WHAT THIS TASK INVOLVES:
The expected answer comprises all lines from the entries that contain the string "accent".

PROVIDED DATA:
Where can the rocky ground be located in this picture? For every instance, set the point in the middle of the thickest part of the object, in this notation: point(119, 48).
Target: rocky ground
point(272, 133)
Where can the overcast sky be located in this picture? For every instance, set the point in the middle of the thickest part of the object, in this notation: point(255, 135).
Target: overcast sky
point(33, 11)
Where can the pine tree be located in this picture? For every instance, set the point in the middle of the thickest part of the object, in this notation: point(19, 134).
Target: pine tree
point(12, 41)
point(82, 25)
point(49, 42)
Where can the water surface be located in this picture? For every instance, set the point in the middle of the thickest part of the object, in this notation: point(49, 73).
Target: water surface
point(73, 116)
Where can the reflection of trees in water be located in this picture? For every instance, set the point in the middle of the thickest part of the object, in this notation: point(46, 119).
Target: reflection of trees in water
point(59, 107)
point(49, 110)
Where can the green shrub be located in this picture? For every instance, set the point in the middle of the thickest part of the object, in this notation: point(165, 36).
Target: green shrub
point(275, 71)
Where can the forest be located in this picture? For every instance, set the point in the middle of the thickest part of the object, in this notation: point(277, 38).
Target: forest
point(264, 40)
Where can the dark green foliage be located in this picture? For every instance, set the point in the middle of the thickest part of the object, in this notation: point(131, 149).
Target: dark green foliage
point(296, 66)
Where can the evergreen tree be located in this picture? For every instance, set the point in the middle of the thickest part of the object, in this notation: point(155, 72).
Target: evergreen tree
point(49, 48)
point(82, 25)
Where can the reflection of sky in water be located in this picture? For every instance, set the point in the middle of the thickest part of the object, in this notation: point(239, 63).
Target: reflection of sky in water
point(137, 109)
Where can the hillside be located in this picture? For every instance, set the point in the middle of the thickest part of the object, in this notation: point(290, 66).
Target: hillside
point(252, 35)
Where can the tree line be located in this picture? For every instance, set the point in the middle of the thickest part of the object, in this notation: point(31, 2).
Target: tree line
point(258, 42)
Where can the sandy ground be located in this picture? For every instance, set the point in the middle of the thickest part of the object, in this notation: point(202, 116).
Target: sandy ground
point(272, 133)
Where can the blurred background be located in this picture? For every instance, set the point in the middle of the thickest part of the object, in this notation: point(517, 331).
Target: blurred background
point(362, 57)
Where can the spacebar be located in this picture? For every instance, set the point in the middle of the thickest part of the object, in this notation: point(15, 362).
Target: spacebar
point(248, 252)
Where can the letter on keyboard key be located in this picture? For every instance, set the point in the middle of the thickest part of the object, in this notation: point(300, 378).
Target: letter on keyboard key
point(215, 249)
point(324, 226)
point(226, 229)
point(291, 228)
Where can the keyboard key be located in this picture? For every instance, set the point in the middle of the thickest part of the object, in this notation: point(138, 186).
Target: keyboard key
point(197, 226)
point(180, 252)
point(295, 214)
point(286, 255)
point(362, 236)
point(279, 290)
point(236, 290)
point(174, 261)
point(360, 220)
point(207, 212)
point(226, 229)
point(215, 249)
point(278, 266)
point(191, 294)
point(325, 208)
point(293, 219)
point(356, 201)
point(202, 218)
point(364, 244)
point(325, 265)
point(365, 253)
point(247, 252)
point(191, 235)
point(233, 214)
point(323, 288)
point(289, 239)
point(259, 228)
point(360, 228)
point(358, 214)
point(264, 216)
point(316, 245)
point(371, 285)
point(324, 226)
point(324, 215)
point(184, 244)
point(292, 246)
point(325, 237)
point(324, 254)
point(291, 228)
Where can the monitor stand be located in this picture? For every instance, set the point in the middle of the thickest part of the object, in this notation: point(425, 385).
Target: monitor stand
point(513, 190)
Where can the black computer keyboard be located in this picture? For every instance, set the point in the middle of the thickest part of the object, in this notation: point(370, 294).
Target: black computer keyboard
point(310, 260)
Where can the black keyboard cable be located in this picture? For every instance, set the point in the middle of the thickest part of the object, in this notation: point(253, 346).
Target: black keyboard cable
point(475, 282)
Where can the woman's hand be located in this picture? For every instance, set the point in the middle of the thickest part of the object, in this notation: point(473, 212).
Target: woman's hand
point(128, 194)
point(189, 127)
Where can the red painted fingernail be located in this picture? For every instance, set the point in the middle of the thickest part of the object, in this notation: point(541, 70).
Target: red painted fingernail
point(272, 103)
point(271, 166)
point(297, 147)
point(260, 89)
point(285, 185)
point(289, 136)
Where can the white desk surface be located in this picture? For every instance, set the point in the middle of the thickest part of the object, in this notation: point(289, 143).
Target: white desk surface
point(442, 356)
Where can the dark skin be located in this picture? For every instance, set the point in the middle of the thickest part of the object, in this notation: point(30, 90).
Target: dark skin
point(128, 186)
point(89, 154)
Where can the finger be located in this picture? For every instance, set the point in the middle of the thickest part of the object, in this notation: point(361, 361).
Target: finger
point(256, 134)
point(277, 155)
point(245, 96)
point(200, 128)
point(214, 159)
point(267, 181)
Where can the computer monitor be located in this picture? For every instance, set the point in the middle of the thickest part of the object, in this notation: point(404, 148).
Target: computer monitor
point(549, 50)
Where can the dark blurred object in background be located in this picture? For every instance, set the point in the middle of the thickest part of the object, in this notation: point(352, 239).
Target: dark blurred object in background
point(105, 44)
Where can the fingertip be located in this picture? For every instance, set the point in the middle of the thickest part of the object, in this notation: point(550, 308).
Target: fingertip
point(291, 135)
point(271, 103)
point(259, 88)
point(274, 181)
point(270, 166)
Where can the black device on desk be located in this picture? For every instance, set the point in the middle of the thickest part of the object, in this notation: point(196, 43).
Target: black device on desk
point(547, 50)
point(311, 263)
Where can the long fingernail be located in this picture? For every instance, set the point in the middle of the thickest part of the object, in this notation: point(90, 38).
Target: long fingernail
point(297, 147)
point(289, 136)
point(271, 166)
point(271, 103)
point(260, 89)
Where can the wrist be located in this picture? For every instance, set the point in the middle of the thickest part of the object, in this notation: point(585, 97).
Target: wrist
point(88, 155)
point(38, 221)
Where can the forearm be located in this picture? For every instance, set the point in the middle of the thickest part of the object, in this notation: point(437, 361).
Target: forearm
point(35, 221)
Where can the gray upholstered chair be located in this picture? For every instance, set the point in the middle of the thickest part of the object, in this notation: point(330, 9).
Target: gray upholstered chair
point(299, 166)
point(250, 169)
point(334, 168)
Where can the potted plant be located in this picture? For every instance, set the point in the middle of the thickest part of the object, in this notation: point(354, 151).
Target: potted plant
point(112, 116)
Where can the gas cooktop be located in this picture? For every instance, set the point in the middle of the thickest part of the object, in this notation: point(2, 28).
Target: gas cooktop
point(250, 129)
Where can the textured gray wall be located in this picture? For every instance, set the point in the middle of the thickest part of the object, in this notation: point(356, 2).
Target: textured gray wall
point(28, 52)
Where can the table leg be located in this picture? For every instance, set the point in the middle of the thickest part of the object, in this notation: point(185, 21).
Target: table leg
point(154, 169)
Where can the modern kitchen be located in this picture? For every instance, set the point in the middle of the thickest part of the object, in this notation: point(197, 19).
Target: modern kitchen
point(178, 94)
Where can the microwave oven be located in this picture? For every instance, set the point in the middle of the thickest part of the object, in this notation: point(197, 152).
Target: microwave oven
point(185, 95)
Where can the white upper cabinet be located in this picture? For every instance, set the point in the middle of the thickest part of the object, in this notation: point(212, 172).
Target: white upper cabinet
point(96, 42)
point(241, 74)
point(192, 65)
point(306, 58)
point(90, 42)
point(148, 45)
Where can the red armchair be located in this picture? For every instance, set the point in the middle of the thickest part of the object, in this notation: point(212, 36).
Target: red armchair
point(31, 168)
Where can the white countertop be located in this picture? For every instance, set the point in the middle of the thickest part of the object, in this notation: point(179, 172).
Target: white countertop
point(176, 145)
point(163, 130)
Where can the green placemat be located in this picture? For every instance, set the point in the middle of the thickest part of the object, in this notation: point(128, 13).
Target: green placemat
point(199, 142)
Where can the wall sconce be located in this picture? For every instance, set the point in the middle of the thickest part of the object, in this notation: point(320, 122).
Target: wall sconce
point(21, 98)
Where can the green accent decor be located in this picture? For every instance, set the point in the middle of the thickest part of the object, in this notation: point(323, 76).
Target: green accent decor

PROBLEM SOLUTION:
Where can the green accent decor be located in this picture? For every instance, set the point in the middle of the thickest part of the object, in this notation: point(323, 76).
Target: green accent decor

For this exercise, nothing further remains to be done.